» **Exercise description**
Restate, word for word, all of the material shown below.

= = = = =

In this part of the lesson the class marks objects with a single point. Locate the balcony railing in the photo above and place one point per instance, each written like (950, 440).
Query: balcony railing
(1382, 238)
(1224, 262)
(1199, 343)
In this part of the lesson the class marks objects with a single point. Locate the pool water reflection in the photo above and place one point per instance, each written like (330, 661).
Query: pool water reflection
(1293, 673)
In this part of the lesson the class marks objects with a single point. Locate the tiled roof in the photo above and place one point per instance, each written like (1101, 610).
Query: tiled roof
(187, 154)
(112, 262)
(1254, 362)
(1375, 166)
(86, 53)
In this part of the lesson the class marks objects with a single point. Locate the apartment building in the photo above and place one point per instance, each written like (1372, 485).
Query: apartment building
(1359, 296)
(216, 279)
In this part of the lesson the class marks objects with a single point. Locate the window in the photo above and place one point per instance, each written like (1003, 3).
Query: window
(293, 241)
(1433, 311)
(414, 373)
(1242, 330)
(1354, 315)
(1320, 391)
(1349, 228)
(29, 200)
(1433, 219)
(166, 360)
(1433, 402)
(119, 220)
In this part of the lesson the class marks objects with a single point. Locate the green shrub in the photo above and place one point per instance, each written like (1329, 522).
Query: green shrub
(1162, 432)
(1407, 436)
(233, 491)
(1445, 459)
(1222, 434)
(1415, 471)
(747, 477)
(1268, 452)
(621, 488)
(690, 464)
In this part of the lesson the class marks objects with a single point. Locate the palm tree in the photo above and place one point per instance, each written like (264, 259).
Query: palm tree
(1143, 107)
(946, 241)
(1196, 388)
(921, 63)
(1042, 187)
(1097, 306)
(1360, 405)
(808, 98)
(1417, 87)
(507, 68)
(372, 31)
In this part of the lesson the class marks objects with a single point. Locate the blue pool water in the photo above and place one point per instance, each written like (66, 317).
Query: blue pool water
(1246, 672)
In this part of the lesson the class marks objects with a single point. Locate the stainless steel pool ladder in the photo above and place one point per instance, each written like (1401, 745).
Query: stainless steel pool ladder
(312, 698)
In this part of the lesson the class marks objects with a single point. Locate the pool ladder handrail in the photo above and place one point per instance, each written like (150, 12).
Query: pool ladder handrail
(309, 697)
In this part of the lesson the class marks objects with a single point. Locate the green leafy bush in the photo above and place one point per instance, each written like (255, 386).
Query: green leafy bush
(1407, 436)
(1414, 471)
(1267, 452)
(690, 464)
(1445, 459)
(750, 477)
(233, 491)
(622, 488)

= = = = =

» **Task output**
In this part of the lesson the class marks objects with a single point. Locate the balcony railing in the photo above and place one point per instance, each written like (950, 440).
Query: balcony railing
(1382, 238)
(1224, 262)
(1199, 343)
In this part of the lesson the class marks objects with a single point. Locate the pool water reflection in the photo above and place one point per instance, each written like (330, 661).
Query: pool water reflection
(1293, 673)
In this part of the lesson the class marks objects with a single point. Locate the tiled roof in the photo above and place one point per instance, each written like (1101, 610).
Query: tiled roof
(187, 154)
(112, 262)
(1254, 362)
(1375, 166)
(86, 53)
In this part of the lesson the class marks objects with a single point. Locate the apartment building in the photo above and place one point per instance, each written like (1372, 485).
Query: apartment building
(1359, 296)
(216, 279)
In this part of the lesson the class marks objects with a single point. Locate the window in the photo above and place one point per instance, each written like (1003, 3).
Query: window
(293, 241)
(1433, 311)
(414, 373)
(1242, 330)
(1354, 315)
(1320, 391)
(1349, 228)
(29, 200)
(1433, 219)
(166, 360)
(1433, 402)
(119, 220)
In this part of the lesson the class marks objects with a single point. Locate the green shrub in the photo above and place one point per instance, each written like (1329, 522).
Query: green shrub
(1162, 432)
(1407, 436)
(233, 491)
(1445, 459)
(1222, 434)
(1415, 471)
(747, 477)
(1268, 452)
(621, 488)
(690, 464)
In this part of the lesson the class marks objects with a single point. Locate the palm tree in the photo above and place one point per instance, each written like (264, 259).
Query: palm tree
(1143, 107)
(946, 241)
(1196, 388)
(921, 63)
(1042, 187)
(1097, 306)
(1360, 405)
(808, 98)
(1417, 87)
(507, 68)
(372, 31)
In this part of the lesson the class marks objects with a single point. Locate the blue pool water in the photo above and place one point per instance, each written like (66, 317).
Query: blue pool water
(1246, 672)
In this part of the lesson the class marks objects with a single point. Locate the stainless steel pool ladder in the photo above and place one point per instance, each written like (1401, 745).
Query: stainless steel pool ladder
(312, 698)
In this part of the lesson the class marks objects with a single point. Locate the pool ladder handrail in the photo above and place one point per instance, each written like (150, 12).
Query: pool ladder handrail
(309, 697)
In this part of the lesson the class marks objects with a single point. Locate the green leafy bush in the photo above and place one point per instance, each written like (255, 386).
Query: green leafy bush
(1407, 436)
(1414, 471)
(1267, 452)
(690, 464)
(1445, 459)
(750, 477)
(233, 491)
(622, 488)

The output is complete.